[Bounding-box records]

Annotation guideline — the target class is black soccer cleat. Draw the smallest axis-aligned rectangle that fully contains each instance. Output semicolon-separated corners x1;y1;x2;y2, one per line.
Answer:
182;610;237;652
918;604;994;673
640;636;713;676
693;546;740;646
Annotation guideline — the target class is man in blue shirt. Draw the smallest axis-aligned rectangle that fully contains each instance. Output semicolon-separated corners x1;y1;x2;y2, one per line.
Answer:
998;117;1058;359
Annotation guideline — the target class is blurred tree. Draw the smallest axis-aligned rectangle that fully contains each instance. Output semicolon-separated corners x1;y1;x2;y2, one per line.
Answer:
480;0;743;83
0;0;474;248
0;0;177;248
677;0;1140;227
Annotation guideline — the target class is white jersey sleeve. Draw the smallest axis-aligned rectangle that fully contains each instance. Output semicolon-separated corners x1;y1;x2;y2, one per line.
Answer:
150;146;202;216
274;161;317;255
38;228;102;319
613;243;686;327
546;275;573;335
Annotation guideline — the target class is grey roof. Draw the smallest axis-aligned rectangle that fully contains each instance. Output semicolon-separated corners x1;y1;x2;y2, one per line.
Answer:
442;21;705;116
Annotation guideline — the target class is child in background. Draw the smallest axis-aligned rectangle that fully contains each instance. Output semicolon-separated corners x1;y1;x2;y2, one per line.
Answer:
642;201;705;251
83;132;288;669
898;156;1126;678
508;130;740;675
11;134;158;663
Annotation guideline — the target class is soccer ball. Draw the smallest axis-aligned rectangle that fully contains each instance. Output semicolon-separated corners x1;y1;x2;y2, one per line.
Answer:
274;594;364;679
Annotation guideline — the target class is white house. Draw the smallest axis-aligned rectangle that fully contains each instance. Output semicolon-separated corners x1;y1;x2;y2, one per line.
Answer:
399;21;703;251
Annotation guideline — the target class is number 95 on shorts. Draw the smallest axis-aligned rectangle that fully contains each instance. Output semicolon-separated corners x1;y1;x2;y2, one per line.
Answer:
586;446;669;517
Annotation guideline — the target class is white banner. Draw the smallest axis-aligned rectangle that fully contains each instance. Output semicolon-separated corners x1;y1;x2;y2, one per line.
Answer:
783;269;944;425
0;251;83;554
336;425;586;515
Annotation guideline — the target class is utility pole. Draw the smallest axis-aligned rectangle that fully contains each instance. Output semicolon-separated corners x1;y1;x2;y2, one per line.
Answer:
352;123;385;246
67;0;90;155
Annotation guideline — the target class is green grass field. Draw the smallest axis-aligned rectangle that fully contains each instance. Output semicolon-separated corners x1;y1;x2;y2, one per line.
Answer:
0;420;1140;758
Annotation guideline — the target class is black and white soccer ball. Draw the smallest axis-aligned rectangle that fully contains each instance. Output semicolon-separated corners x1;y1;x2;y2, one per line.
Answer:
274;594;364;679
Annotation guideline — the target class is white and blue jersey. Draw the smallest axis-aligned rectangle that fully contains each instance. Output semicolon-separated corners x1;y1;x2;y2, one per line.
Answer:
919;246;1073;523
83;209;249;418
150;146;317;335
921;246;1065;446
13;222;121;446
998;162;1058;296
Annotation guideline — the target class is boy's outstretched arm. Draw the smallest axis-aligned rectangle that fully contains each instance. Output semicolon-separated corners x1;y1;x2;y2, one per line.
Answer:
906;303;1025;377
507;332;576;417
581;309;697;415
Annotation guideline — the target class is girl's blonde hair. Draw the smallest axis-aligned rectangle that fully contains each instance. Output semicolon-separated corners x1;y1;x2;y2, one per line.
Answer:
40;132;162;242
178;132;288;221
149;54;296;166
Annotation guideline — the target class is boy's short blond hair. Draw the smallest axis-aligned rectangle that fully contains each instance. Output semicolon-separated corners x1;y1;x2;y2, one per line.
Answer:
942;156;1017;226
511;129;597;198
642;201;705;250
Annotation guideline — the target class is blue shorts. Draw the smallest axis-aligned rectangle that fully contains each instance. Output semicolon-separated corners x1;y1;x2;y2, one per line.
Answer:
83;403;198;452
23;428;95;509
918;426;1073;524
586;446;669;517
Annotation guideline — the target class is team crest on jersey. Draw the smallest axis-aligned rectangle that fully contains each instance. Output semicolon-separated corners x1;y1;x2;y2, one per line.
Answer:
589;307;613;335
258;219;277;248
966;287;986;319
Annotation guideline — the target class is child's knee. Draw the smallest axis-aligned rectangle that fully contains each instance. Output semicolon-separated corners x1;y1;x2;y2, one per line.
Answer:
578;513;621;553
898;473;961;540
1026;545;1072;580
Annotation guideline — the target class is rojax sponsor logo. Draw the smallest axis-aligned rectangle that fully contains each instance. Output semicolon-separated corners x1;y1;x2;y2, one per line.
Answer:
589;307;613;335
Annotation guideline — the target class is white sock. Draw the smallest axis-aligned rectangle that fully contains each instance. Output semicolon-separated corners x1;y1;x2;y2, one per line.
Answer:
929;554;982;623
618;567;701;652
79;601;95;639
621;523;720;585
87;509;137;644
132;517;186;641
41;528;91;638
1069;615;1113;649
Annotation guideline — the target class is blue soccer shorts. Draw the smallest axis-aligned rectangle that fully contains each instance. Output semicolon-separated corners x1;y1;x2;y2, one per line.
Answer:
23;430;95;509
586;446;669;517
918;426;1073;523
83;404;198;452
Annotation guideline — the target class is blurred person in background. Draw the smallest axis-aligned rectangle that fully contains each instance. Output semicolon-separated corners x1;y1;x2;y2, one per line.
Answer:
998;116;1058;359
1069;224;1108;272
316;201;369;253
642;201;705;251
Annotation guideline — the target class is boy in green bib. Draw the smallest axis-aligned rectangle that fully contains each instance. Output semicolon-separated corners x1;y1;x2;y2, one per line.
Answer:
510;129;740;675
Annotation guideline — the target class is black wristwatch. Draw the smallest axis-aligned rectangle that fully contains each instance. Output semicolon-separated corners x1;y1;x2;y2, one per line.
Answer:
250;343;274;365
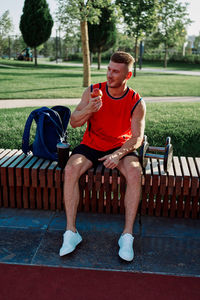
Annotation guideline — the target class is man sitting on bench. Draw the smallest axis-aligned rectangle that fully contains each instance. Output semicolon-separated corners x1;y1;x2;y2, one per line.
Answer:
60;51;146;261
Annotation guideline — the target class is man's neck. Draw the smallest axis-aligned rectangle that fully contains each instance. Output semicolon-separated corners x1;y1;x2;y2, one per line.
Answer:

• Written request
Transcribe every line of the items above word for word, omitting the pictures from your answer.

• Result of this exercise
Annotation guideline — the target class is black soccer cleat. Draw the smallest axis-aligned rectangle that fully contains each instance. Output semicolon-separated corners x1;y1;x2;y2, one per line.
Answer:
182;610;237;652
918;604;994;673
640;636;713;676
693;546;740;646
Annotation guideline — the target class is man in blue shirt. Draw the smallest axis-aligned rectangle that fully contains each instance. Output semicolon-separated corners x1;y1;x2;y2, one per line.
Answer:
998;117;1058;359
Annotation guideline — the target class is blurred tree. Draw the smallest axis-aligned rectangle that fully contains each instance. Output semicolon-separated corners x1;y1;x2;y2, one per line.
Answer:
480;0;743;83
0;0;474;248
0;0;177;248
677;0;1140;227
Annotation guideline — the target class is white jersey sleeve. Draw the smallest axis-aligned rectangle that fully contains each instance. Output semicolon-separated corners x1;y1;x2;y2, one per line.
Answer:
150;146;202;216
274;161;317;255
38;228;102;319
613;243;686;327
546;275;573;335
Annotation guideline — the target class is grey roof. Draw the smallest axis-aligned rectangle that fully contains each instance. Output semicolon-separated corners x1;y1;x2;y2, one per line.
Answer:
442;21;705;116
Annotation guideline — the target class is child in background. Draw the smallest axis-aligned rectangle that fully contains each instance. Output semicolon-separated corners x1;y1;x2;y2, one per line.
Answer:
642;201;705;251
83;132;288;669
898;156;1126;678
508;130;740;675
11;134;158;663
Annotation guideline — the target class is soccer ball. Draw the smallest axis-aligned rectangle that fully contains each instance. Output semicolon-separated corners x1;y1;x2;y2, one per line.
Answer:
274;594;364;679
Annotation guideline — the target class is white house. Draw the smallest axis-aligned rectangle that fully contains each instance. Output semicolon-separated corners x1;y1;x2;y2, one per line.
Answer:
399;21;703;251
Annotation guideline — the target class is number 95 on shorts. Draw the smallest axis-aligned rectangle that fully contains each instance. Output semicolon-separated corners x1;y1;x2;y2, one per line.
Answer:
586;446;669;517
Annotation guideline — the target class is white banner. Draw the smallest axis-aligned rectangle that fully contains each instance. Output semicolon-separated corners x1;y1;x2;y2, one per line.
Answer:
783;269;944;425
0;251;83;554
336;425;586;515
Annotation guideline — the target class is utility pole. Draw the smallest axis-aligned rectangle that fully contains each instance. Output semicolon-separated corners x1;y1;x2;y2, one per line.
Answer:
352;123;385;246
67;0;90;155
Annotation guideline — the target class is green grass field. Draw the smallest axis-aligned rectangle that fully contains each instance. Output semicolon-separated corners x1;y1;x2;y2, one per line.
Answer:
0;420;1140;758
Annotation guideline — the target class is black and white soccer ball. Draw the smallest axis-aligned rectangle that fully contains each instance. Output semicolon-separated corners x1;y1;x2;y2, one per line.
Answer:
274;594;364;679
Annotation guideline — the target class is white and blue jersey. Draw the smallest axis-aligned rectangle that fully contains each instance. Output semicolon-separated corners x1;y1;x2;y2, one per line.
Answer:
919;246;1073;523
83;209;249;418
150;146;317;335
921;246;1065;446
13;222;121;446
998;162;1058;296
Annotation guideline — the target class is boy's outstretched arm. Draw the smallest axis-aligned rectangle that fully contains each instance. Output semicolon-separated corners x1;y1;x2;y2, one per line.
Answer:
906;303;1025;377
507;332;576;417
581;309;697;415
Annotation guideline — the target class is girl's blonde hair. Draw the smallest axis-aligned rectangle that fully contains each instance. Output semicolon-separated corners x1;y1;x2;y2, one per line.
Answer:
40;132;162;242
178;132;288;221
149;54;296;166
Annotation guideline — the target class is boy's short blond hair. Draw the smallest axis-aligned rectangle that fully contains each instance. Output semicolon-separated corners x1;y1;x2;y2, one per line.
Answer:
942;156;1017;226
511;129;597;198
642;201;705;250
Annotation guideline — the target class is blue shorts. Draw the smallest axis-aligned rectangle that fully contains each instance. Output semicolon-separated corners x1;y1;x2;y2, one per line.
Answer:
83;403;198;452
23;428;95;509
918;426;1073;524
586;446;669;517
Annotation guideline — the target class is team crest on jersey. Draw the smallest axis-aligned rectangle that fully contains each instance. Output semicolon-separated corners x1;y1;x2;y2, one per line.
Answer:
589;307;613;335
258;219;277;248
966;287;986;319
Annotation guideline — the target class is child's knee. Draw the smallest axis-aligned rectangle that fully contains each instance. Output semicolon-separated corners x1;y1;x2;y2, one per line.
Answer:
578;513;621;553
898;473;961;540
1026;545;1072;580
Annotation guideline — the target class is rojax sponsor logo. Draw the smallest axis-aligned rectangle that fully contains each instance. Output semicolon-separated corners x1;y1;x2;y2, one per line.
Answer:
589;307;613;335
Annotation guideline — the target class is white sock. Draw the smallest axis-aligned rectangle that fully contains each instance. Output semicolon-separated corners x1;y1;x2;y2, one per line.
Answer:
929;554;982;623
618;567;701;652
79;601;95;639
621;523;720;585
87;509;137;644
132;517;186;641
41;528;91;638
1069;615;1113;649
Annotation guideline — the target class is blue soccer shorts. Draw the smallest axis-aligned rectangle that fully contains each instance. Output semicolon-separated corners x1;y1;x2;y2, one per line.
Answer:
23;430;95;509
586;446;669;517
918;426;1073;523
83;404;198;452
Annotation guideline — the target class is blurred person in background. Draw the smallest axis-aligned rectangle that fully contains each instance. Output semicolon-separated corners x1;y1;x2;y2, one per line.
Answer:
998;116;1058;359
1069;224;1108;272
316;201;369;253
642;201;705;251
Annotation guideline — the target class is boy in green bib. Draw the smallest axis-aligned rectangle that fully contains each instance. Output semicolon-separated corners x1;y1;x2;y2, one per line.
Answer:
510;129;740;675
Annotation guideline — the target class is black wristwatch. Draw the smallest axis-aligned rectangle that fully contains each instance. Output semicolon-separated corners x1;y1;x2;y2, one per line.
Answer:
250;343;274;365
Annotation guideline — the target class is man sitting on bench. Draw the smallest axis-aligned rectangle that fully contains each instance. Output semicolon-separated corners x1;y1;x2;y2, one per line.
Answer:
60;51;146;261
Annotation guideline — the target class is man's neck. Draw the smallest axis-aligned rectangle that fully contains each instance. Output semicolon-separated corners x1;y1;x2;y2, one per line.
Answer:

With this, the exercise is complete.